• EXERCISE OBJECTIVE
When you find the word "small" in a line of the entries, please copy the whole line.

RAW DATA below:

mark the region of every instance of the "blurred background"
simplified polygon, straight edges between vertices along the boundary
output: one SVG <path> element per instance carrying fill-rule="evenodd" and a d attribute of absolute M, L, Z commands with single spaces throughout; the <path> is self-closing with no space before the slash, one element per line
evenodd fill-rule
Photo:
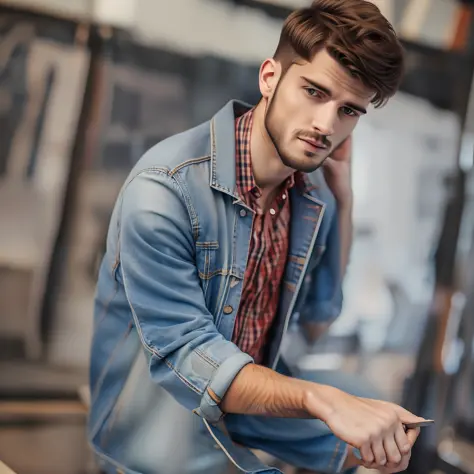
<path fill-rule="evenodd" d="M 0 0 L 0 461 L 15 473 L 99 472 L 88 357 L 118 190 L 157 141 L 256 103 L 260 62 L 309 3 Z M 474 473 L 474 2 L 375 3 L 407 71 L 355 134 L 343 314 L 314 347 L 290 331 L 287 358 L 435 418 L 413 473 Z"/>

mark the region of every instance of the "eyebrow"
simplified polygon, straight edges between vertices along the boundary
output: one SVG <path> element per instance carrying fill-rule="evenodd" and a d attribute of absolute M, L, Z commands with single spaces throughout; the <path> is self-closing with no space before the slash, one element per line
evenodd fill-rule
<path fill-rule="evenodd" d="M 310 84 L 314 88 L 323 91 L 327 96 L 332 97 L 333 94 L 327 87 L 324 87 L 321 84 L 318 84 L 317 82 L 314 82 L 304 76 L 301 76 L 301 79 L 306 81 L 308 84 Z M 364 107 L 361 107 L 360 105 L 354 104 L 352 102 L 346 102 L 346 106 L 350 107 L 351 109 L 357 110 L 357 112 L 360 112 L 362 115 L 365 115 L 367 113 L 367 110 L 364 109 Z"/>

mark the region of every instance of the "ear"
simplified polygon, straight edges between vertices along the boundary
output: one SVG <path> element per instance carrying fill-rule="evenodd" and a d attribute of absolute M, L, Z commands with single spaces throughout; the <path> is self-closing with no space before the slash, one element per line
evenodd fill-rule
<path fill-rule="evenodd" d="M 278 80 L 280 79 L 281 66 L 274 59 L 265 59 L 260 66 L 259 72 L 259 87 L 262 97 L 270 98 L 275 92 Z"/>

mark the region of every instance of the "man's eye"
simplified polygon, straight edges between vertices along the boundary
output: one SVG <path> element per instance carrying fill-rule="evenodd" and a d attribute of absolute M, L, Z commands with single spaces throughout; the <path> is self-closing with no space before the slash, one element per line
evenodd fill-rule
<path fill-rule="evenodd" d="M 311 97 L 322 97 L 321 91 L 315 89 L 314 87 L 305 87 L 306 93 Z"/>
<path fill-rule="evenodd" d="M 344 115 L 347 115 L 348 117 L 357 117 L 357 112 L 354 109 L 351 109 L 350 107 L 343 107 L 342 108 L 342 113 Z"/>

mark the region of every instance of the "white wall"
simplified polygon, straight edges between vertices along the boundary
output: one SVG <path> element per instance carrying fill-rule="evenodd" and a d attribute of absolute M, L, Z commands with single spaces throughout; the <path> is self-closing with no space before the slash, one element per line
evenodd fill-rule
<path fill-rule="evenodd" d="M 430 291 L 427 260 L 444 210 L 443 176 L 455 166 L 455 114 L 398 94 L 362 119 L 355 134 L 354 217 L 376 230 L 385 277 L 415 299 Z"/>
<path fill-rule="evenodd" d="M 306 1 L 306 0 L 302 0 Z M 273 53 L 281 22 L 219 0 L 0 0 L 0 3 L 130 28 L 141 41 L 243 62 Z M 301 3 L 301 1 L 300 1 Z"/>
<path fill-rule="evenodd" d="M 273 53 L 281 22 L 214 0 L 137 0 L 136 33 L 188 54 L 216 53 L 259 62 Z M 138 27 L 139 25 L 139 27 Z"/>
<path fill-rule="evenodd" d="M 428 262 L 444 211 L 442 179 L 455 165 L 458 134 L 453 113 L 403 93 L 361 119 L 354 139 L 354 221 L 374 235 L 354 241 L 334 334 L 351 334 L 365 321 L 372 324 L 362 331 L 365 343 L 383 342 L 393 316 L 387 279 L 411 304 L 428 304 Z"/>
<path fill-rule="evenodd" d="M 290 8 L 311 0 L 267 0 Z M 215 53 L 243 62 L 273 54 L 282 22 L 251 8 L 220 0 L 136 0 L 136 34 L 191 54 Z M 164 5 L 166 2 L 166 6 Z M 390 19 L 393 0 L 374 0 Z"/>
<path fill-rule="evenodd" d="M 311 0 L 264 0 L 299 8 Z M 372 0 L 405 38 L 444 47 L 449 44 L 459 8 L 455 0 Z M 215 53 L 244 62 L 270 55 L 281 22 L 255 9 L 224 0 L 0 0 L 126 27 L 146 43 L 188 54 Z M 396 18 L 398 18 L 399 23 Z"/>
<path fill-rule="evenodd" d="M 1 0 L 0 3 L 19 8 L 76 18 L 88 18 L 94 0 Z"/>
<path fill-rule="evenodd" d="M 267 0 L 270 1 L 270 0 Z M 188 54 L 259 62 L 273 53 L 281 21 L 221 0 L 0 0 L 5 4 L 131 28 L 148 44 Z M 393 0 L 374 0 L 388 18 Z M 310 0 L 271 0 L 298 8 Z"/>

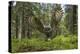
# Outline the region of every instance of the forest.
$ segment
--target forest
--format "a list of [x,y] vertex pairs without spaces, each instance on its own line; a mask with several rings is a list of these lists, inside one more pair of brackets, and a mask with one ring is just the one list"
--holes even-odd
[[77,5],[10,2],[11,52],[78,48]]

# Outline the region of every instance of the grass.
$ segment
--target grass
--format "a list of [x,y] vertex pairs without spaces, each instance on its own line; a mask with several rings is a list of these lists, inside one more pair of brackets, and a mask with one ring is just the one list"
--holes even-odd
[[49,41],[40,38],[25,38],[22,40],[12,39],[12,52],[77,49],[77,39],[76,35],[60,35]]

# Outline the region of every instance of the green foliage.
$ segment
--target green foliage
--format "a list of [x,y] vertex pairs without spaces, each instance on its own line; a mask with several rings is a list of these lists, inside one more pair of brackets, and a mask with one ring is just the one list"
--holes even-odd
[[12,39],[12,52],[77,49],[77,42],[75,35],[60,35],[49,41],[40,38]]
[[[12,52],[77,49],[76,9],[68,9],[63,16],[60,4],[17,2],[11,10]],[[46,36],[55,38],[46,41]]]

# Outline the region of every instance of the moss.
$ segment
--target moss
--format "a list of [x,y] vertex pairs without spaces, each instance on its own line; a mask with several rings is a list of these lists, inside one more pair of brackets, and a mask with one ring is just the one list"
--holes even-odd
[[60,50],[60,49],[77,49],[77,36],[56,36],[50,41],[40,38],[31,39],[12,39],[12,52],[28,52],[28,51],[44,51],[44,50]]

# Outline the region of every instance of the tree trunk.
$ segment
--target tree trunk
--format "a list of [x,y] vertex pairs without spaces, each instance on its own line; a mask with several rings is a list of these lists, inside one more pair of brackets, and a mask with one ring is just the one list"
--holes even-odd
[[24,3],[23,3],[23,9],[22,9],[22,38],[25,38],[25,23],[24,23]]
[[19,17],[19,32],[18,32],[18,39],[21,39],[21,36],[22,36],[22,17]]
[[19,23],[18,20],[19,20],[19,19],[18,19],[18,16],[16,15],[16,38],[18,38],[18,29],[19,29],[19,28],[18,28],[18,26],[19,26],[19,25],[18,25],[18,23]]

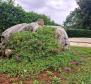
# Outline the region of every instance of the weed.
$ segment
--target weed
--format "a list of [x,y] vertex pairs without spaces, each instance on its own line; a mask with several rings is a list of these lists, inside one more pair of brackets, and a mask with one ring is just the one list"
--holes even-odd
[[53,73],[52,73],[51,71],[47,71],[47,75],[48,75],[48,76],[52,76]]
[[51,80],[51,84],[61,84],[60,78],[54,76]]
[[33,84],[39,84],[39,81],[38,80],[34,80]]

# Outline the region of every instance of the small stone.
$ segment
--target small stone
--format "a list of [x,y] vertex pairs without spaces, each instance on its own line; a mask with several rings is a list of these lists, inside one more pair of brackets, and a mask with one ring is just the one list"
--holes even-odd
[[71,72],[71,71],[72,71],[72,70],[71,70],[70,67],[65,67],[65,68],[64,68],[64,72],[67,72],[67,73],[68,73],[68,72]]
[[20,58],[19,54],[16,55],[16,61],[17,62],[20,62],[21,61],[21,58]]
[[79,62],[73,60],[73,61],[70,62],[70,64],[72,64],[72,65],[79,65]]
[[5,53],[5,56],[9,58],[12,55],[13,52],[12,52],[11,49],[5,49],[4,53]]

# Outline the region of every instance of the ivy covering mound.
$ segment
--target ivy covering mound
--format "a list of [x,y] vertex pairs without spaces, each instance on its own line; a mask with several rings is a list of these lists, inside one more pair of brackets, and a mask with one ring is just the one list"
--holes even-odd
[[[38,74],[49,68],[58,70],[69,66],[71,60],[79,60],[71,51],[61,51],[53,28],[16,33],[7,48],[13,50],[13,55],[10,59],[0,59],[0,72],[13,76]],[[19,55],[20,62],[15,60],[16,55]]]

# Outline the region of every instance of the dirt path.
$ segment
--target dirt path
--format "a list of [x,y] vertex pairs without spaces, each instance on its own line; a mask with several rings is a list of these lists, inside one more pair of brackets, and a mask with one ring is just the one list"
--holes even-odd
[[71,46],[91,47],[91,38],[69,38]]

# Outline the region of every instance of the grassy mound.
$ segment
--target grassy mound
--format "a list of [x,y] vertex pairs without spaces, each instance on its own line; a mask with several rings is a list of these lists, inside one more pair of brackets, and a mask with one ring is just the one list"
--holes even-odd
[[[38,74],[43,70],[58,70],[69,66],[71,60],[79,60],[71,51],[61,51],[52,28],[37,32],[20,32],[12,36],[7,48],[14,51],[11,59],[0,59],[0,72],[13,76]],[[15,60],[18,54],[21,62]]]
[[60,53],[59,45],[55,39],[52,28],[40,29],[37,32],[20,32],[12,36],[8,48],[14,50],[14,55],[19,54],[23,59],[33,61]]

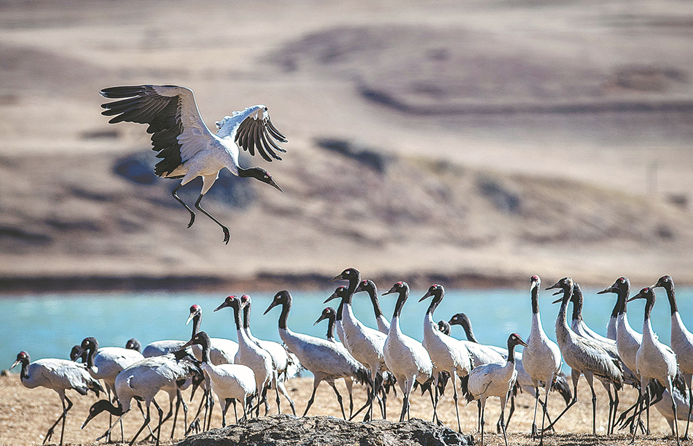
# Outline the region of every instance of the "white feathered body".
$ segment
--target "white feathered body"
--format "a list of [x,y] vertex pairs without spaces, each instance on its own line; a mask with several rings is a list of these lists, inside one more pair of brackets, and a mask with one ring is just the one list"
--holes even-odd
[[236,330],[236,333],[238,334],[238,352],[234,358],[234,364],[243,364],[253,370],[255,388],[258,393],[262,393],[274,376],[272,356],[248,338],[242,328]]
[[464,377],[472,370],[467,348],[457,339],[442,333],[431,312],[424,317],[423,346],[436,371],[447,371]]
[[561,370],[561,350],[558,344],[546,336],[539,313],[532,314],[532,328],[527,345],[522,351],[524,370],[535,387],[540,382],[550,385]]
[[635,356],[635,363],[643,382],[656,379],[668,387],[668,381],[676,376],[678,368],[676,354],[668,346],[659,342],[649,319],[643,323],[642,344]]
[[27,375],[28,377],[21,378],[24,387],[46,387],[55,390],[61,396],[68,389],[86,395],[87,390],[94,385],[94,378],[82,364],[66,359],[47,358],[34,361],[29,364]]
[[690,386],[693,374],[693,334],[686,329],[678,311],[671,315],[671,349],[676,353],[676,360],[681,373],[686,376]]
[[384,367],[383,348],[387,336],[366,327],[356,319],[351,304],[345,304],[342,310],[342,330],[344,346],[357,361],[370,370],[380,370]]
[[245,405],[247,397],[255,394],[255,373],[241,364],[214,365],[202,363],[202,370],[209,378],[212,391],[224,407],[226,398],[235,398]]
[[486,400],[490,396],[504,399],[510,389],[515,385],[517,370],[514,362],[504,365],[486,364],[476,367],[469,374],[469,398],[472,400]]
[[616,347],[621,361],[631,370],[637,370],[636,356],[642,344],[642,335],[631,328],[628,315],[624,312],[618,315],[616,323]]
[[101,379],[106,386],[115,389],[118,373],[143,359],[144,356],[136,350],[122,347],[101,347],[94,354],[94,366],[88,370],[94,379]]
[[428,351],[420,342],[402,333],[399,327],[399,316],[392,318],[383,356],[388,370],[395,376],[402,393],[407,394],[414,385],[414,380],[423,384],[433,375],[433,362]]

End of RAW DATA.

• WRITTEN RESPONSE
# Outline the region of every instance of the small stone.
--target small stone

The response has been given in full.